SOURCE INFORMATION >>
# # # # #

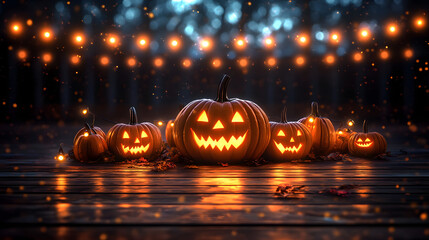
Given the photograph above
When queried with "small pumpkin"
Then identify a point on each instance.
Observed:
(89, 146)
(367, 144)
(98, 130)
(322, 131)
(343, 134)
(169, 133)
(289, 140)
(221, 130)
(134, 140)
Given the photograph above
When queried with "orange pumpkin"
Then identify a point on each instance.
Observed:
(221, 130)
(89, 146)
(367, 144)
(169, 133)
(134, 140)
(98, 130)
(343, 135)
(322, 131)
(289, 140)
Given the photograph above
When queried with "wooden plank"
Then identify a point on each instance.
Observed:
(312, 198)
(147, 214)
(215, 232)
(188, 189)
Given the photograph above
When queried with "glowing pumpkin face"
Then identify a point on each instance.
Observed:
(134, 140)
(367, 144)
(221, 130)
(289, 140)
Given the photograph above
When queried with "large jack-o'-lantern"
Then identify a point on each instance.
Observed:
(221, 130)
(367, 144)
(169, 133)
(322, 131)
(289, 140)
(134, 140)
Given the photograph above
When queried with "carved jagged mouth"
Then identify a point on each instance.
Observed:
(364, 144)
(135, 150)
(219, 143)
(283, 149)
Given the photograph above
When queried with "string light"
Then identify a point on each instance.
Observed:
(300, 60)
(186, 63)
(217, 63)
(174, 43)
(158, 62)
(104, 60)
(143, 42)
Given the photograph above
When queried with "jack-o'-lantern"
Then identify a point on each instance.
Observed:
(322, 131)
(221, 130)
(289, 140)
(98, 130)
(343, 134)
(169, 133)
(367, 144)
(89, 145)
(134, 140)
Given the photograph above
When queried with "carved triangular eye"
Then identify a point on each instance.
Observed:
(126, 135)
(281, 133)
(203, 117)
(144, 134)
(237, 117)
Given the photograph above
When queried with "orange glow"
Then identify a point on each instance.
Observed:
(112, 40)
(78, 39)
(158, 62)
(364, 34)
(131, 62)
(47, 57)
(206, 44)
(217, 63)
(22, 54)
(269, 42)
(46, 34)
(408, 53)
(419, 23)
(357, 57)
(218, 143)
(16, 28)
(335, 37)
(303, 40)
(104, 60)
(186, 63)
(240, 43)
(330, 59)
(75, 59)
(392, 29)
(271, 61)
(384, 54)
(174, 43)
(243, 62)
(300, 61)
(143, 42)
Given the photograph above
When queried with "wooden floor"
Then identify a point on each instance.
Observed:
(40, 198)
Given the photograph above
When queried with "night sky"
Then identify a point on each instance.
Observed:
(358, 59)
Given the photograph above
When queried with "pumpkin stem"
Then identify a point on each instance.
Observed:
(133, 116)
(365, 126)
(221, 91)
(283, 117)
(315, 109)
(89, 129)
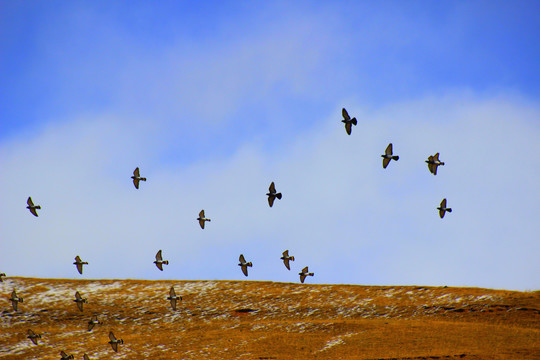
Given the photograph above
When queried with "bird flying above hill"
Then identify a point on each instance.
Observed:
(32, 207)
(243, 264)
(173, 298)
(304, 273)
(79, 263)
(79, 301)
(137, 177)
(272, 194)
(388, 155)
(15, 300)
(443, 209)
(93, 322)
(348, 121)
(33, 336)
(159, 261)
(433, 162)
(65, 356)
(114, 342)
(202, 219)
(286, 259)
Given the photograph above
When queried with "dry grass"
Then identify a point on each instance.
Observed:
(289, 321)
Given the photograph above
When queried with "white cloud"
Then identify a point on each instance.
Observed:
(341, 213)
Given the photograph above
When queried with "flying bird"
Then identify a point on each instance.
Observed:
(79, 263)
(33, 336)
(443, 209)
(173, 298)
(202, 219)
(114, 342)
(137, 177)
(433, 162)
(93, 322)
(388, 155)
(286, 259)
(348, 121)
(65, 356)
(272, 194)
(304, 273)
(79, 300)
(159, 261)
(15, 300)
(243, 264)
(32, 207)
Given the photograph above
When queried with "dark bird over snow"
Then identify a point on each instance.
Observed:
(388, 155)
(348, 121)
(272, 194)
(32, 207)
(137, 177)
(243, 264)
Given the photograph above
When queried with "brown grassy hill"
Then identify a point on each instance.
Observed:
(266, 320)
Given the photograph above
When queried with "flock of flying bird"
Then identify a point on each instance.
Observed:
(433, 163)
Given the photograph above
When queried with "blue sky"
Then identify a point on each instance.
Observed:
(215, 100)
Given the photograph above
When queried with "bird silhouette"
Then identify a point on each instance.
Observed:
(286, 259)
(173, 298)
(202, 219)
(443, 209)
(304, 273)
(272, 194)
(33, 336)
(243, 264)
(388, 155)
(79, 263)
(65, 356)
(348, 121)
(15, 300)
(114, 342)
(159, 261)
(434, 162)
(93, 322)
(137, 177)
(32, 207)
(79, 301)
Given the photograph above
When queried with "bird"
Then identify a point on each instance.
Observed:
(93, 322)
(137, 177)
(159, 261)
(32, 207)
(65, 356)
(388, 155)
(79, 300)
(272, 194)
(433, 162)
(443, 209)
(304, 273)
(286, 259)
(15, 300)
(33, 336)
(79, 263)
(202, 219)
(243, 264)
(114, 342)
(348, 121)
(173, 298)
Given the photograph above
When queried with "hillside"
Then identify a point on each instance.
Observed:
(266, 320)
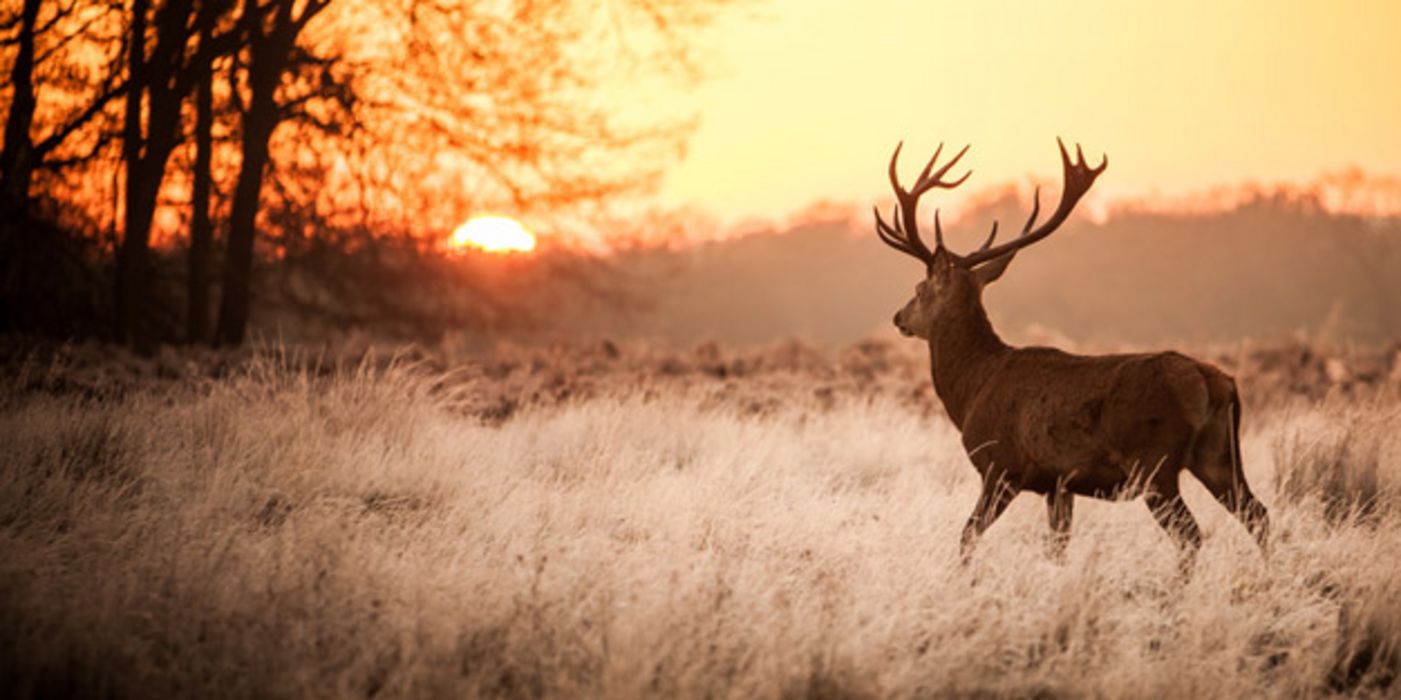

# # # # #

THE TASK >>
Please set down the records above word for word and omit their pictures.

WRITTEN SOLUTION >>
Given the photograph above
When queried with "small pumpkin"
Then identify a point on each instance.
Observed:
(89, 146)
(367, 144)
(98, 130)
(322, 131)
(343, 134)
(169, 133)
(289, 140)
(221, 130)
(134, 140)
Given the photograph above
When queried with "orange pumpkin"
Then identify a point on each instance.
Observed:
(221, 130)
(89, 146)
(367, 144)
(169, 133)
(134, 140)
(98, 130)
(343, 135)
(322, 131)
(289, 140)
Given the photograph above
When queried with "wooden plank"
Then identify a point on each instance.
Observed:
(312, 198)
(147, 214)
(215, 232)
(188, 189)
Given the photograph above
When queried with "glowing pumpkin face"
Then identify a point on each instance.
Observed:
(134, 140)
(367, 144)
(221, 130)
(289, 140)
Given the photograph above
When queried with "large jack-o'-lantern"
Then identify a point on each instance.
Observed:
(221, 130)
(367, 144)
(169, 133)
(322, 131)
(289, 140)
(134, 140)
Given the photograph above
When queried with "carved jagged mouth"
Then identify a point on each instance.
Observed:
(364, 144)
(135, 150)
(219, 143)
(283, 149)
Given the photograph above
When queried with "string light"
Then identify a point on each instance.
Observed:
(300, 60)
(186, 63)
(217, 63)
(174, 43)
(158, 62)
(104, 60)
(143, 42)
Given the photograph above
When queried with "jack-o'-lantern"
Then identify a point on each instance.
Observed:
(322, 131)
(221, 130)
(289, 140)
(98, 130)
(343, 134)
(169, 133)
(367, 144)
(89, 145)
(134, 140)
Given the photograph above
When queried with "carved triangular eye"
Then identify a point on each instance.
Observed:
(126, 135)
(281, 133)
(203, 117)
(144, 134)
(237, 117)
Given the photograph above
When queried with "orange glow"
Then identify a point on each instance.
Observed:
(112, 40)
(78, 39)
(158, 62)
(364, 34)
(131, 62)
(47, 57)
(206, 44)
(217, 63)
(22, 54)
(269, 42)
(46, 34)
(408, 53)
(419, 23)
(357, 57)
(218, 143)
(16, 28)
(335, 37)
(303, 40)
(104, 60)
(186, 63)
(240, 43)
(330, 59)
(75, 59)
(392, 29)
(271, 61)
(384, 54)
(174, 43)
(243, 62)
(300, 61)
(143, 42)
Given the photograph above
When queried with "wooden floor"
Then identify a point on each instance.
Observed:
(40, 198)
Given the photograph above
When queried with "night sky"
Then identify a point on each instance.
Observed:
(358, 59)
Given the photograph above
When queried with "pumpkin stem"
Then identify a point on each instance.
Observed:
(133, 116)
(365, 126)
(221, 91)
(283, 117)
(315, 109)
(89, 129)
Given the photograph above
When queried with "bird flying above hill"
Then identify a point on each instance.
Observed:
(32, 207)
(243, 264)
(173, 298)
(304, 273)
(79, 263)
(79, 301)
(137, 177)
(272, 194)
(388, 155)
(15, 300)
(443, 209)
(93, 322)
(348, 121)
(33, 336)
(159, 261)
(433, 162)
(65, 356)
(114, 342)
(202, 219)
(286, 259)
Given the photograph above
When queried with "dry grass"
Then identify a point on each instance.
Observed:
(289, 321)
Given the photograph above
When queried with "white cloud"
Then identify a point on each instance.
Observed:
(341, 213)
Given the photograph above
When queried with "flying bird"
Then identify a point on each instance.
Observed:
(79, 263)
(33, 336)
(443, 209)
(173, 298)
(202, 219)
(114, 342)
(137, 177)
(433, 162)
(93, 322)
(388, 155)
(286, 259)
(348, 121)
(65, 356)
(272, 194)
(304, 273)
(79, 300)
(159, 261)
(15, 300)
(243, 264)
(32, 207)
Given the photograph above
When queried with "dark bird over snow"
Then identify a point on each instance.
Observed:
(388, 155)
(348, 121)
(272, 194)
(32, 207)
(137, 177)
(243, 264)
Given the photograph above
When queried with "brown grassy hill"
Then identify a point on each instance.
Observed:
(266, 320)
Given the photograph above
When queried with "flock of flying bird"
Then identify a point on each instance.
Observed:
(433, 163)
Given the photograph above
When queried with "blue sky"
Then identify a point on each instance.
Observed:
(215, 100)
Given the photograph above
When queried with "bird silhouette"
Then identify a point on each instance.
Observed:
(286, 259)
(173, 298)
(202, 219)
(443, 209)
(304, 273)
(272, 194)
(33, 336)
(243, 264)
(388, 155)
(79, 263)
(65, 356)
(348, 121)
(15, 300)
(114, 342)
(159, 261)
(434, 162)
(93, 322)
(137, 177)
(32, 207)
(79, 301)
Given the photograph above
When queried with "bird"
Then identify a point on each instance.
Observed:
(93, 322)
(137, 177)
(159, 261)
(32, 207)
(65, 356)
(388, 155)
(79, 300)
(272, 194)
(433, 162)
(443, 209)
(304, 273)
(286, 259)
(15, 300)
(33, 336)
(79, 263)
(202, 219)
(243, 264)
(114, 342)
(348, 121)
(173, 298)
Given the photograph above
When queried with "hillside"
Then identify a point on each instance.
Observed:
(266, 320)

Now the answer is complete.